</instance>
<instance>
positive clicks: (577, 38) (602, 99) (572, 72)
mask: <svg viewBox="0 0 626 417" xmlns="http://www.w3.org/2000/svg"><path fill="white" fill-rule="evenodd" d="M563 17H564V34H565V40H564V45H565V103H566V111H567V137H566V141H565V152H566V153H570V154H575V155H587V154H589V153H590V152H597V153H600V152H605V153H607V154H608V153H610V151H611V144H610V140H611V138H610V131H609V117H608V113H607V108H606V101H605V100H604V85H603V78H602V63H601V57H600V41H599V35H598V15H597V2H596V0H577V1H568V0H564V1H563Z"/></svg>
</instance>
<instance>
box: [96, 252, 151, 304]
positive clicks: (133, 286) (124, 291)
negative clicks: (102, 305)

* YOUR TASK
From the first line to the last, retype the records exactly as they stand above.

* EXERCISE SOLUTION
</instance>
<instance>
positive clicks: (577, 38) (602, 99) (572, 72)
mask: <svg viewBox="0 0 626 417" xmlns="http://www.w3.org/2000/svg"><path fill="white" fill-rule="evenodd" d="M563 17H564V34H565V40H564V45H565V103H566V111H567V137H566V141H565V152H566V153H570V154H575V155H587V154H589V153H590V152H597V153H600V152H605V153H607V154H608V153H610V151H611V144H610V140H611V138H610V131H609V117H608V113H607V108H606V101H605V100H604V85H603V78H602V63H601V57H600V41H599V35H598V15H597V2H596V0H577V1H568V0H564V1H563Z"/></svg>
</instance>
<instance>
box: [96, 252, 151, 304]
positive clicks: (133, 286) (124, 291)
negative clicks: (102, 305)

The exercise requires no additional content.